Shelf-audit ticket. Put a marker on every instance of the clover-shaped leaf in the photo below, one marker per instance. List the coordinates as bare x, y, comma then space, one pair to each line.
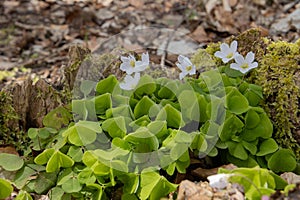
267, 146
264, 129
144, 140
123, 110
235, 101
171, 115
83, 132
237, 150
168, 90
102, 103
116, 127
146, 86
143, 107
86, 86
158, 128
252, 119
11, 162
6, 188
54, 159
75, 153
154, 186
282, 160
231, 126
106, 85
57, 118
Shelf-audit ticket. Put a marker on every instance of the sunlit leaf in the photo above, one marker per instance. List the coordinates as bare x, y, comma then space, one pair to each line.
11, 162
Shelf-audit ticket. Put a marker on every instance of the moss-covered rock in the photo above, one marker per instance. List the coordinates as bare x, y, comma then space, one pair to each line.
279, 75
10, 134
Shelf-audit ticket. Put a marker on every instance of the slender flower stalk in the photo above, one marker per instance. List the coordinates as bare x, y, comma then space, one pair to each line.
130, 82
227, 53
219, 181
244, 64
131, 65
186, 66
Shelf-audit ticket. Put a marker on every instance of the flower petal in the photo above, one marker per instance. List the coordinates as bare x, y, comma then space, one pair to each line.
184, 61
250, 57
182, 75
181, 67
219, 181
225, 59
235, 66
193, 70
220, 54
239, 59
145, 58
233, 45
140, 66
253, 65
125, 59
224, 47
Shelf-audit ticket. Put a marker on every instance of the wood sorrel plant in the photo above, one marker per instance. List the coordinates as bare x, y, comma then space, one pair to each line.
128, 133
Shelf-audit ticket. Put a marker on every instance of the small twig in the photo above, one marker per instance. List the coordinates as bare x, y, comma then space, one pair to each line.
171, 35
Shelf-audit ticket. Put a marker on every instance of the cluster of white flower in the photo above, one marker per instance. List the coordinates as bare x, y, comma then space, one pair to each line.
130, 65
186, 66
241, 64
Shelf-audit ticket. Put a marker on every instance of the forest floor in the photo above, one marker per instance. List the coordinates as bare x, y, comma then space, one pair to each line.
35, 36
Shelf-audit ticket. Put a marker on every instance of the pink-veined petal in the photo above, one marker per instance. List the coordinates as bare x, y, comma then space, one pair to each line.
225, 59
193, 70
235, 66
244, 71
182, 68
239, 59
140, 66
253, 65
137, 76
233, 46
220, 54
182, 75
224, 47
125, 59
250, 57
145, 58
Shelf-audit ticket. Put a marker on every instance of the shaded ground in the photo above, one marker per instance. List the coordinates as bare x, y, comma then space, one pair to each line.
35, 36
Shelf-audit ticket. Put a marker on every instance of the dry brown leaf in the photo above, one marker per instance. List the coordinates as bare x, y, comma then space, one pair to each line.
210, 5
200, 35
105, 2
136, 3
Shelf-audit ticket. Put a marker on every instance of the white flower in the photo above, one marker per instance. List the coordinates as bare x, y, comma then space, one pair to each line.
219, 181
186, 66
131, 65
244, 64
130, 82
227, 53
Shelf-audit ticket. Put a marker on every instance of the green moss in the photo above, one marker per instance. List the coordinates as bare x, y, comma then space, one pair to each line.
10, 136
279, 75
4, 74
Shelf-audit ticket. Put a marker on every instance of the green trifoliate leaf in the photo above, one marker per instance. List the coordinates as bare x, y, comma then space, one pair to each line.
171, 115
6, 188
282, 160
106, 85
11, 162
267, 146
83, 132
235, 101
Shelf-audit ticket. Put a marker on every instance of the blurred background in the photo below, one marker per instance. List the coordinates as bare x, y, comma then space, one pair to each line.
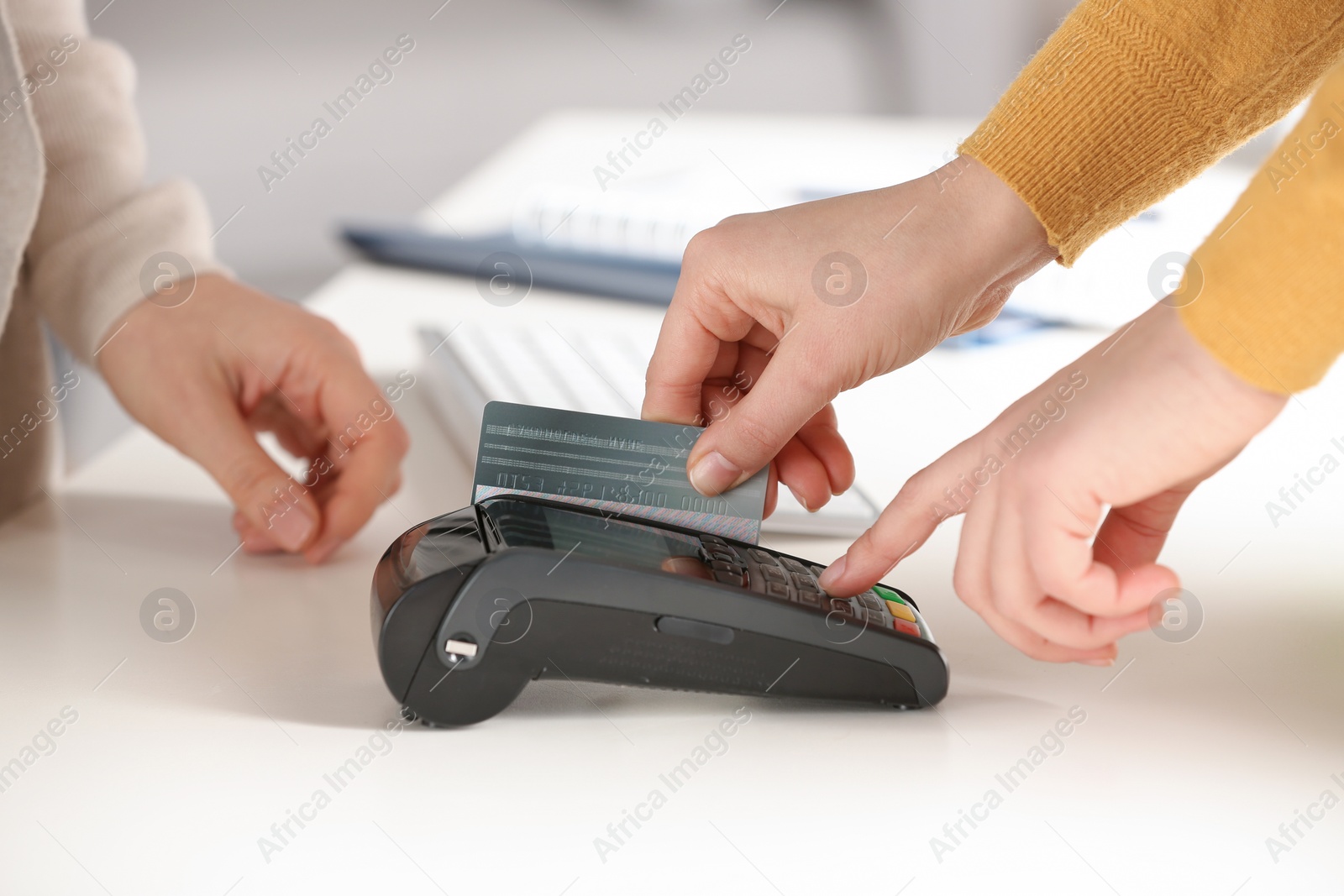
223, 83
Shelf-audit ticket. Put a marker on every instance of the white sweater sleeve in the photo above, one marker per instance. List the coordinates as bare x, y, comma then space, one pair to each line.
98, 224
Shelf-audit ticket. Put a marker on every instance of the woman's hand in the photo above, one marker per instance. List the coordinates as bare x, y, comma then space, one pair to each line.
1133, 425
230, 362
779, 312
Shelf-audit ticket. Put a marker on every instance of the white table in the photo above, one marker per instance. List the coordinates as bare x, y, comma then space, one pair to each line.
183, 755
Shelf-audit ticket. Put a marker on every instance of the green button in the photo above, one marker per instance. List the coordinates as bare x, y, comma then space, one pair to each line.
887, 594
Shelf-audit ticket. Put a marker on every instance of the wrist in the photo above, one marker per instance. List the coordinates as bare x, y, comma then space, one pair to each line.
1005, 224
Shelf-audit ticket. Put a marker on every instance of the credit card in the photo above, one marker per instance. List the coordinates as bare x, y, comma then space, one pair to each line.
613, 464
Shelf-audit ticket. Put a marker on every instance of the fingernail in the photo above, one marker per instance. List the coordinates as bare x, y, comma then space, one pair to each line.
831, 574
292, 528
712, 473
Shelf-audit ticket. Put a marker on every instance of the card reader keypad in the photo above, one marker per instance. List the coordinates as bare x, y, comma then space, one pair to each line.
788, 579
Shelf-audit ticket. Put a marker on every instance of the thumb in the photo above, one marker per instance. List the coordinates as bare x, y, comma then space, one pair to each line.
788, 394
268, 497
904, 526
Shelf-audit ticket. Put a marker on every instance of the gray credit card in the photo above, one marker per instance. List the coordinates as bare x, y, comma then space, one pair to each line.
613, 464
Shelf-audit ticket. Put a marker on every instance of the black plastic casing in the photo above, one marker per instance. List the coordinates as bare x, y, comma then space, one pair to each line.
585, 620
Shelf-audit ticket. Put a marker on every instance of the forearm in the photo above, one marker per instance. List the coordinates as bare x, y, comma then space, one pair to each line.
100, 234
1132, 98
1270, 277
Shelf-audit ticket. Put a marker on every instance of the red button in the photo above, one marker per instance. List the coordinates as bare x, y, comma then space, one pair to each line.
907, 627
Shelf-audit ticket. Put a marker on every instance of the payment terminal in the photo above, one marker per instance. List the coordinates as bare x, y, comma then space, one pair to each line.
470, 606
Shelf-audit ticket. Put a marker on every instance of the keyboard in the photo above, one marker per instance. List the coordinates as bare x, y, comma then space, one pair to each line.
-----
- Exercise description
If an entry contains an image, please omit that image and print everything else verbatim.

- Completed exercise
Shelf-audit ticket. Put a marker on every instance of the clover-shaped leaf in the photo below, one marker per instance. List the coordinates as bare x, y, comma then space, one pair to each line.
267, 146
264, 129
144, 140
123, 110
235, 101
171, 115
83, 132
237, 150
168, 90
102, 103
116, 127
146, 86
143, 107
86, 86
158, 128
252, 119
11, 162
6, 188
54, 159
75, 153
154, 186
282, 160
231, 126
106, 85
57, 118
Shelf-audit ticket. Put a marker on every instance of the sunlit leaf in the photo above, one marker per instance. List the coordinates as bare x, y, comma then space, one pair to each line.
11, 162
Shelf-audit ticket. Put a marker on every instance of the moss-covered rock in the photo above, one marker per instance. List the coordinates as bare x, y, comma then space, one pair to each line.
279, 75
10, 134
Shelf-audit ticket. Put a marker on every instance of the slender flower stalk in the photo above, one marker per instance. List the coordinates as bare x, y, comma then space, one pair to each line.
130, 82
227, 53
219, 181
244, 64
131, 65
186, 66
Shelf-audit ticket. Put a marker on every instance of the flower petal in the photo above, one marker per instance. List the coordinates as bare x, y, comma then space, one pair to each line.
184, 61
250, 57
182, 75
181, 67
219, 181
225, 59
235, 66
193, 70
220, 54
239, 59
145, 58
233, 45
140, 66
253, 65
125, 59
224, 47
Shelf-audit ticket. Put a marker on every instance of the wood sorrel plant in the photo above, one marker per instance. List the coordinates as bare x, y, comma then space, one pair to each line.
128, 133
Shelf-audit ticket. Put a marker on every instance of the small twig in the photo above, one marker per instance. List the coordinates as bare x, y, comma then space, one pair to each line.
171, 35
Shelf-audit ticket. Put a marker on every instance of the cluster of white flower in the photo above, one marker per instance. List the coordinates as bare x, y, comma then space, one pair to each line.
130, 65
186, 66
241, 64
Shelf-audit ticket. Put a marker on every instance of the forest floor in the photo above, one marker per instance. List the coordinates as bare x, y, comma then space, one pair to each line.
35, 36
Shelf-audit ticket. Put a marker on every instance of the pink-veined petal in the photo above, one marker per instance. List the coordinates as bare x, y, comma then space, one pair to each line.
225, 59
193, 70
235, 66
244, 71
182, 68
239, 59
140, 66
253, 65
137, 76
233, 46
220, 54
182, 75
224, 47
125, 59
250, 57
145, 58
Shelf-audit ticket. Put a marker on every instance of the shaded ground in the photo above, one marker per instance. List the coordinates as bare x, y, comma then space, one pair to each line.
35, 36
Shelf-audit ticket. Put a marker on every instance of the dry brown leaf in the photo above, one marker per instance. List the coordinates as bare x, y, comma then space, one pair to each line.
210, 5
200, 35
105, 2
136, 3
Shelf-audit ticket. Put a marker on every instance of the white flower in the photo above, one marker per instance. List the coordinates as bare x, y, comma then space, one pair to each line.
219, 181
186, 66
131, 65
244, 64
130, 82
227, 53
Shelf-audit ticket. Put a marker on every instance of the green moss in the photo above, one marker per instance. List the coordinates as bare x, y, comma then space, one pair to each line.
10, 136
279, 75
4, 74
Shelf-audit ticket. Put a marker on every instance of the green trifoliate leaf in the photo above, one marker per instance. List the coordinates as bare x, y, comma then space, one pair to each line.
171, 115
6, 188
282, 160
106, 85
11, 162
267, 146
83, 132
235, 101
Shelf-audit ticket. Put a marker on every instance of the blurred background in the photo below, one marker per instance. List the coordinates as bare x, y, comma then space, one pair to each line.
223, 83
Shelf-audit ticket. Put a marker on every instance of the white sweater sleeve in the photo above, one marker per instance. List the coordinates as bare x, y, comma then space, one pair to each line.
98, 224
Shelf-audit ticket. Put a marker on every instance of the woman's hand in the photo above, one marker per instance. List the coordinates as bare x, y, comma then space, one pair to each line.
1133, 425
230, 362
779, 312
Shelf-audit ticket. Put a marker on every instance of the white table in the photo above, one marker per instance. List the coordinates as bare x, y, comma then space, one pair to each line.
183, 755
Shelf-audit ticket. Put a marker on every instance of the green button in the photo above, one marker per instance. List the coordinates as bare x, y, comma then space, one pair to each line.
887, 594
Shelf-audit ticket. Put a marker on every instance of the wrist in the photo above, one marker per instance. List the coordinates as bare x, y, comma then space, one pair to each line.
1005, 224
Shelf-audit ticket. Put a marker on every instance of the credit card in the photo above, one marker per instance. List the coordinates as bare x, y, comma then space, one pair to each line.
613, 464
Shelf-audit ticket. Put a marker on every instance of the fingernail in the photo above, one marker per instance. List the coordinates as bare x, y, comma then space, one pair to each line.
831, 574
292, 528
712, 473
Shelf-audit ticket. Put a marker on every instance of the card reader keypad in the photo above, one marker per instance. List the coordinates as bare x, y, comma then space, one pair to each line.
788, 579
Shelf-audit ticket. Put a marker on every instance of the thumb in the photo above, one marker per instance. List the coordinates as bare x, y, comma then space, one pair to each line.
788, 394
268, 497
904, 526
Shelf-audit ticket. Put a marker on every instance of the gray credit card in the photo above, one marker per instance. List the coordinates as bare x, y, comma then space, one pair to each line.
613, 464
Shelf-audit ticket. Put a marker on every instance of the black plastic casing in the photo above, one marker per instance. List the coordinates as bare x, y, comma then space, one pair to each line.
585, 620
Shelf-audit ticket. Put a marker on every instance of the forearm in the photo above, one marker per instance. List the coordinates as bare x, y, comma then space, one pair to each line.
100, 234
1132, 98
1270, 277
Shelf-audit ticket. Put a marker on every instance of the red button in the photo above, one marker per instance. List the coordinates as bare x, y, comma then space, one pair to each line.
907, 627
Shelf-audit ticket. Put a marker on every instance of the payment terminal in the photo above, one marker per instance. List the coordinates as bare x, y, comma then space, one pair to each line.
470, 606
Shelf-audit ticket. Put a marker on every instance of the keyboard in the photo above, one marker per instance. List the coordinates as bare x, y, comma then space, one pair to each line.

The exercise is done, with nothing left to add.